The following is adapted from Dr. Qayyim Naoki Yamamoto’s lecture Muslim Scholars in Japan: Contemplating Islam in a Non-Muslim Society. It is part three of a three-part lecture series entitled ‘East Asia and Islam: Present, Past, and Future’ at the Centre for Asian and Middle Eastern Studies (CAMES) The transcript has been condensed and edited for flow.
What Can we Learn from the East Asian Islamic tradition?
If we take a look at current Islamic scholarship or area studies, we find serious indifference toward East Asian Islamic tradition. Take for example the book, “Aux Cinq Couleurs de L’Islam” (The Five Colors of Islam) authored by a French Muslim academic, Vincent-Mansour Monteil.
He argues about the diversity of the culture within the Islamic civilization and lists five major so-called Islamic colors or cultural colors of Islamic civilization. The first color is of course Arab and the second one is Perso-India, as Persian was the second strongest Lingua-france throughout Islamic history. The third one is Turkic, which is not limited to the Turkish republic but also covers Central Asia, i.e. Turkic culture. The fourth is Malay-Indonesia and the fifth is Africa. I was surprised that he failed to mention a sixth color such as the Chinese Islamic tradition. If someone were to write similar content today, however, I am sure we would also have to include European Islamic culture, American Islamic culture, or Latin Islamic culture as well because we today we have an even more diverse Islamic civilization.

====

## [Task a]
Please rewrite the listing from the line containing "Give a dot for each instance of the caterpillar, drawn" through the final line of the listing, both ends included and every request kept. Shift each answer point by adding 39 to both of its coordinates, and leave the sample points in the requests as they are.

====

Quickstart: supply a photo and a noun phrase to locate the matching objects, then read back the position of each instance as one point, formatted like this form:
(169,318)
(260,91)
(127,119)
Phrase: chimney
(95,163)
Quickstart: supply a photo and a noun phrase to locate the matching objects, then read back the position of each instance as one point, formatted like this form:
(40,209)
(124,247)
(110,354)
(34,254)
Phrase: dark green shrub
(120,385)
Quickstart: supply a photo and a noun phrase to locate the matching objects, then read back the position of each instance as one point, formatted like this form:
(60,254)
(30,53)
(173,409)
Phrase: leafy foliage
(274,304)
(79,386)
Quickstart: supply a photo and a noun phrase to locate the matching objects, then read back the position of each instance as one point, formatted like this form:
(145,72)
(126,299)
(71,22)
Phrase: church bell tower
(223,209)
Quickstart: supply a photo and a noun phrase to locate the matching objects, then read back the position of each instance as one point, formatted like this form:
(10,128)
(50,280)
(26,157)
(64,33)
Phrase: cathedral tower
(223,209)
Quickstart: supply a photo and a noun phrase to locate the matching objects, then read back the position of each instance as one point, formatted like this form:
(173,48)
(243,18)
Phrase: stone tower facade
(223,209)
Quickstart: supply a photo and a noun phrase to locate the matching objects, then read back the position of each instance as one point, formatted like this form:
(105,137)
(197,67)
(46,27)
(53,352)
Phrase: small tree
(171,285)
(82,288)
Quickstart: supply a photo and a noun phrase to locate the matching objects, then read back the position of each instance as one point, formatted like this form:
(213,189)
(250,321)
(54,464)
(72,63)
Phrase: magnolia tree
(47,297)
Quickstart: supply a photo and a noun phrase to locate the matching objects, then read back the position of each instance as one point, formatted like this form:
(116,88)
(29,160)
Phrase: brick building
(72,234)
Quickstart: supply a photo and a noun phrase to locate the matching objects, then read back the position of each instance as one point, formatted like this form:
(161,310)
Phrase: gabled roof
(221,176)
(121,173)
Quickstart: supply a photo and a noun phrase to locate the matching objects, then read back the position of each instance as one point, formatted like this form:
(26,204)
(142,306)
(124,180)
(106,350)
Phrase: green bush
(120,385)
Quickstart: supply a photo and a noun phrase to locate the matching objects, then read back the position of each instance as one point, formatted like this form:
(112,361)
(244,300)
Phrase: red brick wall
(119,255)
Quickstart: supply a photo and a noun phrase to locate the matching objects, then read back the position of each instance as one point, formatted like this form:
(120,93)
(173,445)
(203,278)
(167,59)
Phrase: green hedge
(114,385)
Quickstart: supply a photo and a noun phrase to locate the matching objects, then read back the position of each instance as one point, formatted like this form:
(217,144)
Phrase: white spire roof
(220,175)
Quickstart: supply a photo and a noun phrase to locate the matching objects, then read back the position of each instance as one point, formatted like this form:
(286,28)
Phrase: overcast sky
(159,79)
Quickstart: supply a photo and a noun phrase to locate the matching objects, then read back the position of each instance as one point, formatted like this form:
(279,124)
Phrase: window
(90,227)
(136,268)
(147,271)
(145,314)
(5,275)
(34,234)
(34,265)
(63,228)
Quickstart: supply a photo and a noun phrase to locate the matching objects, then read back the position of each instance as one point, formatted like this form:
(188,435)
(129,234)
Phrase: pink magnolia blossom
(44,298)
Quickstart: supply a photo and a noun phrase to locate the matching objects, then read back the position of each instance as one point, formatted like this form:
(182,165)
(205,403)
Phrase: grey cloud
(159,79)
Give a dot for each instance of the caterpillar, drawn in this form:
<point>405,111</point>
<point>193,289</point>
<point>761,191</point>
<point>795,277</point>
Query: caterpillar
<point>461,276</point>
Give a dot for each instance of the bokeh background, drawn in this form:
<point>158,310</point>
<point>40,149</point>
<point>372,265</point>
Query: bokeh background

====

## [Task b]
Repeat the lecture excerpt on East Asian Islam word for word.

## [Written reply a]
Give a dot for each instance of the caterpillar, drawn in this form:
<point>405,111</point>
<point>193,289</point>
<point>761,191</point>
<point>795,277</point>
Query: caterpillar
<point>500,315</point>
Give a dot for each instance of the bokeh background, drawn in this form:
<point>158,310</point>
<point>40,149</point>
<point>372,265</point>
Query: bokeh background

## [Written reply b]
The following is adapted from Dr. Qayyim Naoki Yamamoto’s lecture Muslim Scholars in Japan: Contemplating Islam in a Non-Muslim Society. It is part three of a three-part lecture series entitled ‘East Asia and Islam: Present, Past, and Future’ at the Centre for Asian and Middle Eastern Studies (CAMES) The transcript has been condensed and edited for flow.
What Can we Learn from the East Asian Islamic tradition?
If we take a look at current Islamic scholarship or area studies, we find serious indifference toward East Asian Islamic tradition. Take for example the book, “Aux Cinq Couleurs de L’Islam” (The Five Colors of Islam) authored by a French Muslim academic, Vincent-Mansour Monteil.
He argues about the diversity of the culture within the Islamic civilization and lists five major so-called Islamic colors or cultural colors of Islamic civilization. The first color is of course Arab and the second one is Perso-India, as Persian was the second strongest Lingua-france throughout Islamic history. The third one is Turkic, which is not limited to the Turkish republic but also covers Central Asia, i.e. Turkic culture. The fourth is Malay-Indonesia and the fifth is Africa. I was surprised that he failed to mention a sixth color such as the Chinese Islamic tradition. If someone were to write similar content today, however, I am sure we would also have to include European Islamic culture, American Islamic culture, or Latin Islamic culture as well because we today we have an even more diverse Islamic civilization.